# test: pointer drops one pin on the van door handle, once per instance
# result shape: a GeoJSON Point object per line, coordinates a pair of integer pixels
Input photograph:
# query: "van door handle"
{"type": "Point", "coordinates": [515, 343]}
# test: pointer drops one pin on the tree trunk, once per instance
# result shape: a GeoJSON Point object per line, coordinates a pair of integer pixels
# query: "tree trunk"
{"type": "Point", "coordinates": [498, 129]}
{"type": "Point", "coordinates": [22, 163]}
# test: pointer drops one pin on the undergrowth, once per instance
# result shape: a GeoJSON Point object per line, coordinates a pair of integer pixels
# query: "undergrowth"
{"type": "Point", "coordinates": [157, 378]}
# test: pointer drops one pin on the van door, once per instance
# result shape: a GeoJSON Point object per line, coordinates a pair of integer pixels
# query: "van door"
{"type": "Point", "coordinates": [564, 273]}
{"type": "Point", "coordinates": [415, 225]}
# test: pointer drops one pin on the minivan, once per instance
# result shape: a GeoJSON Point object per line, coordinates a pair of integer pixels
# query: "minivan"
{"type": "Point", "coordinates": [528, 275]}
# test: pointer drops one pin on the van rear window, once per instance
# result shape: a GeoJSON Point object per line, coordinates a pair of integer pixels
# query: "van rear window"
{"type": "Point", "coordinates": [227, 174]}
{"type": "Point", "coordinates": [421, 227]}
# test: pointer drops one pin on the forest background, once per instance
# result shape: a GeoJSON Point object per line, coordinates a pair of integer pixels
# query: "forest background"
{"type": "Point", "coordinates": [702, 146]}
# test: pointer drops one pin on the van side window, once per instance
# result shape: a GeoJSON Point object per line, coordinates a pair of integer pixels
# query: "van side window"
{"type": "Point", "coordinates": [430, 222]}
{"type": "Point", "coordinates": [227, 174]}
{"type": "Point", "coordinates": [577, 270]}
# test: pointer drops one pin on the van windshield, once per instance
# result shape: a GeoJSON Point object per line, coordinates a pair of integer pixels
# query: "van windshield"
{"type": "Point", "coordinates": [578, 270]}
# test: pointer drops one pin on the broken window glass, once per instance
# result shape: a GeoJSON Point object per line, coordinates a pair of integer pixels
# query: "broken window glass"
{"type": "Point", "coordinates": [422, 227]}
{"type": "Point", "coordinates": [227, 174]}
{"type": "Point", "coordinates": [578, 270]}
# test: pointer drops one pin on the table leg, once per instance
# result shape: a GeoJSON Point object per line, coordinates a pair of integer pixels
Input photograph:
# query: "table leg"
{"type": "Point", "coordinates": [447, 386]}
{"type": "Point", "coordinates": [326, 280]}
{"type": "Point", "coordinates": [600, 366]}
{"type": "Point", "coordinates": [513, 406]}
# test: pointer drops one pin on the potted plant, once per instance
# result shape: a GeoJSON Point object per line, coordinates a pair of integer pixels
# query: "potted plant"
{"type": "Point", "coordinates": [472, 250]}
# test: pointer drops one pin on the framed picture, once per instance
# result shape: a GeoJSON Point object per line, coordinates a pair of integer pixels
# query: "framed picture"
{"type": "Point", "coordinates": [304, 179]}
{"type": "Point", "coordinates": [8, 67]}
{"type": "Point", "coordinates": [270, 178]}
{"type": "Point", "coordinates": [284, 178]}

----------------------------------------

■ Exercise aim ■
Reproduce all of the material above line for line, keeping every character unchanged.

■ Result for this exercise ■
# test: pointer drops one pin on the van door handle, once per instance
# result shape: a GeoJSON Point object per line, coordinates a pair of integer pixels
Input photograph:
# query: "van door handle"
{"type": "Point", "coordinates": [515, 343]}
# test: pointer drops one pin on the tree trunk, once per instance
# result shape: a GeoJSON Point object per line, coordinates a pair of integer pixels
# query: "tree trunk"
{"type": "Point", "coordinates": [498, 129]}
{"type": "Point", "coordinates": [22, 163]}
# test: pointer drops one pin on the undergrowth, once per instance
# result shape: a GeoJSON Point object per line, coordinates a pair of integer pixels
# query: "undergrowth"
{"type": "Point", "coordinates": [157, 378]}
# test: pointer drops one pin on the van door, once per instance
# result shape: a GeoJSON Point object per line, coordinates a pair of integer pixels
# query: "van door"
{"type": "Point", "coordinates": [564, 273]}
{"type": "Point", "coordinates": [415, 225]}
# test: pointer drops one pin on the minivan, once per instance
# result shape: a GeoJSON Point object per line, coordinates a pair of integer pixels
# query: "minivan"
{"type": "Point", "coordinates": [528, 275]}
# test: pointer drops one pin on the van rear window, once per instance
# result shape: a GeoJSON Point object per line, coordinates a pair of integer pixels
# query: "van rear window"
{"type": "Point", "coordinates": [227, 174]}
{"type": "Point", "coordinates": [421, 227]}
# test: pointer drops one pin on the forest background, once per instance
# result shape: a GeoJSON Point object per line, coordinates a pair of integer pixels
# query: "forest background"
{"type": "Point", "coordinates": [702, 146]}
# test: pointer drops one pin on the van side window, once per instance
# result shape: a GeoJSON Point object per line, coordinates a pair of integer pixels
# query: "van side window"
{"type": "Point", "coordinates": [430, 222]}
{"type": "Point", "coordinates": [227, 174]}
{"type": "Point", "coordinates": [577, 270]}
# test: pointer drops one pin on the van windshield, once per instance
# result shape: a GeoJSON Point object per line, coordinates a pair of integer pixels
# query: "van windshield"
{"type": "Point", "coordinates": [578, 270]}
# test: pointer drops one pin on the broken window glass, once per instance
# result shape: a GeoJSON Point object per line, coordinates a pair of integer pixels
# query: "broken window glass"
{"type": "Point", "coordinates": [422, 227]}
{"type": "Point", "coordinates": [227, 174]}
{"type": "Point", "coordinates": [578, 270]}
# test: pointer drops one pin on the table leg, once per instance
# result shape: a GeoJSON Point object per line, coordinates a pair of integer pixels
Input photograph:
# query: "table leg"
{"type": "Point", "coordinates": [447, 386]}
{"type": "Point", "coordinates": [326, 280]}
{"type": "Point", "coordinates": [600, 366]}
{"type": "Point", "coordinates": [513, 406]}
# test: pointer drops one pin on the potted plant, once per instance
# result shape: a GeoJSON Point object per line, coordinates a pair of integer pixels
# query: "potted plant"
{"type": "Point", "coordinates": [472, 250]}
# test: pointer drops one pin on the framed picture, once per instance
# result shape: a GeoJSON Point object per line, coordinates a pair of integer pixels
# query: "framed picture"
{"type": "Point", "coordinates": [304, 179]}
{"type": "Point", "coordinates": [8, 67]}
{"type": "Point", "coordinates": [270, 178]}
{"type": "Point", "coordinates": [284, 178]}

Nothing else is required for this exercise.